Passage —

⁂

Educating the industry in pragmatic marine conservation practices can measurably reduce these anthropogenic impacts. Green Fins is a public-private partnership initiative for environmental stewardship in the marine tourism industry, established by UN Environment and The Reef-World Foundation in 2004. Through Green Fins, more than 500 marine tourism operators have committed, complied with, and shown improvement in 15 areas related to their impacts on the environment and community awareness within major diving destinations across Thailand, Malaysia, Singapore, Indonesia, Philippines, Vietnam, and the Maldives.

A certified Green Fins member dive center in the Maldives receiving an environmental impact assessment certificate and various educational materials. Image Credit: The Reef-World Foundation

Figure 1. Map of the central Philippines showing current Green Fins sites and proposed new sites that are relative climate refugia. These downscaled climate model projections are for the timing of the onset of annual severe bleaching for the Representative Concentration Pathway (RCP) 8.5, which describes the possible climate future under a fossil-fuel aggressive scenario [7].

A 15-point code of conduct is used to reduce environmental impacts of participating dive and snorkel centers. Performance is evaluated annually using a 330-point system that scores impacts; the lower the score, the lower the impacts the businesses have on coral reefs. Continued participation and Green Fins certification is dependent on centers lowering impact scores from year to year. The system includes criteria to identify high-risk practices above and below the water, offers realistic low-cost alternatives, and is implemented on the ground by resource managers trained and supported by The Reef-World Foundation. A suite of educational materials related to coral reef conservation through sustainable reef tourism is freely available to download from the Green Fins website. In areas where Green Fins is not yet active, these can still be used by individuals, businesses, organizations, and governments to collectively reduce threats to reefs and other marine environments.

Through the support of the US National Fish and Wildlife Foundation, The Reef-World Foundation is now working with the Philippine Department of Environment and Natural Resources (DENR) on a project in the Philippines, which aims to focus Green Fins expansion to reefs that have been identified as climate refugia (Figure 1). Cutting-edge research [7] has recently determined that these coral reefs will not start experiencing severe annual coral bleaching events until years, or even several decades, after others. To predict the time when corals are most likely to be affected by severe annual bleaching events, scientists use Degree Heating Weeks. This is a measure of the intensity and duration of a warming sea. Widespread bleaching and coral mortality are expected to occur when the scale reaches eight Degree Heating Weeks. This represents eight weeks of ocean warming that is at least 1 degree Celsius above the seasonal average. The last coral reefs to experience this level of ocean warming have the best chance of persisting in the face of global climate change.

⁂

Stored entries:
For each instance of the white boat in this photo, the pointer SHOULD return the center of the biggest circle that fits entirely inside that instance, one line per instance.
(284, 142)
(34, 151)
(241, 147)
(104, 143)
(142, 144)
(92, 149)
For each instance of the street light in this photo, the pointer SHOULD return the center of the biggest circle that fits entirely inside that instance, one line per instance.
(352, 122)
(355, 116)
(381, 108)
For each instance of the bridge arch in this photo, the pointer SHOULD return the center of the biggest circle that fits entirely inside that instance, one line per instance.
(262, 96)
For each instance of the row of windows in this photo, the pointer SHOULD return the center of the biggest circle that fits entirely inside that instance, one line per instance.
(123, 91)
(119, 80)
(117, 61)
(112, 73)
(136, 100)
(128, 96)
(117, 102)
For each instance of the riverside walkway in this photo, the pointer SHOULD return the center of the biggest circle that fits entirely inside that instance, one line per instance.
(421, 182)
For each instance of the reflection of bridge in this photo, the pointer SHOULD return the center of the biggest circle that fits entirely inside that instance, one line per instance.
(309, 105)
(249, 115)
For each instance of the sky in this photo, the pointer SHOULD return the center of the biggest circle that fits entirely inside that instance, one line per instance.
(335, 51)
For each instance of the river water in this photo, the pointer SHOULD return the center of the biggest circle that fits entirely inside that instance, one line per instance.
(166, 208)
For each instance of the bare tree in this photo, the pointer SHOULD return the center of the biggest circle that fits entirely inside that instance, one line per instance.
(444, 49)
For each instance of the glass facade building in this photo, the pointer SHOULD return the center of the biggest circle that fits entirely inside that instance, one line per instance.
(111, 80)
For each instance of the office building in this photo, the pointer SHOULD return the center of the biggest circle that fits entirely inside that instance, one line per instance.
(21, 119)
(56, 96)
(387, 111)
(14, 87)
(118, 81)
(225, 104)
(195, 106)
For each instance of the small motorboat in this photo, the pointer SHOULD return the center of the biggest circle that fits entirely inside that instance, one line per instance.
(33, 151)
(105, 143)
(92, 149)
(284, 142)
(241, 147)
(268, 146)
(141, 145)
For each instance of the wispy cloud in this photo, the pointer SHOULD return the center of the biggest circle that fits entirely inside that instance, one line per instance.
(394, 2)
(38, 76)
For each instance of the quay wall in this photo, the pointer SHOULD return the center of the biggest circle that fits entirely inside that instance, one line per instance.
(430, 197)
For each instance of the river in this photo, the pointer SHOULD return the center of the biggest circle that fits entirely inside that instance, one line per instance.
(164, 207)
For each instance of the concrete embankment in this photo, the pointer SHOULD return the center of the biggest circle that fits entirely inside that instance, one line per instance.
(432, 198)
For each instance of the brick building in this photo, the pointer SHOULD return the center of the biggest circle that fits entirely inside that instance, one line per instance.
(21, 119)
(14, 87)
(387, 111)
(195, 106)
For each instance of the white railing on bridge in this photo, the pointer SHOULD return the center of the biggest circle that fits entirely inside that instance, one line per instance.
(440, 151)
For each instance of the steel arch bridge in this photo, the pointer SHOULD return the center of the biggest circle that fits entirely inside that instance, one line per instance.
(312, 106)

⁂

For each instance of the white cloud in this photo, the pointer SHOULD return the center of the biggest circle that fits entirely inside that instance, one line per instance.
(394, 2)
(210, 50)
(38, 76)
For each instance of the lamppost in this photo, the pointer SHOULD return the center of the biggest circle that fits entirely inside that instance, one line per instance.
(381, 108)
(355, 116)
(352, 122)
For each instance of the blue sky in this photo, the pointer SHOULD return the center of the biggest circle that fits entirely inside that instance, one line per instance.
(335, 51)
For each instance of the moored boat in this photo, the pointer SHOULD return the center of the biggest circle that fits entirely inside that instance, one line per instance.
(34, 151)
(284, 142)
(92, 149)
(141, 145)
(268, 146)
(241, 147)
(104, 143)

⁂

Objective —
Answer these questions from the Green Fins passage:
1. Which two organizations established Green Fins, and in what year?
2. How many points make up the system used to evaluate performance each year?
3. At how many Degree Heating Weeks are widespread bleaching and coral mortality expected to occur?
Rely solely on the Green Fins passage.

Reply —
1. UN Environment and The Reef-World Foundation, in 2004.
2. 330 points.
3. Eight Degree Heating Weeks.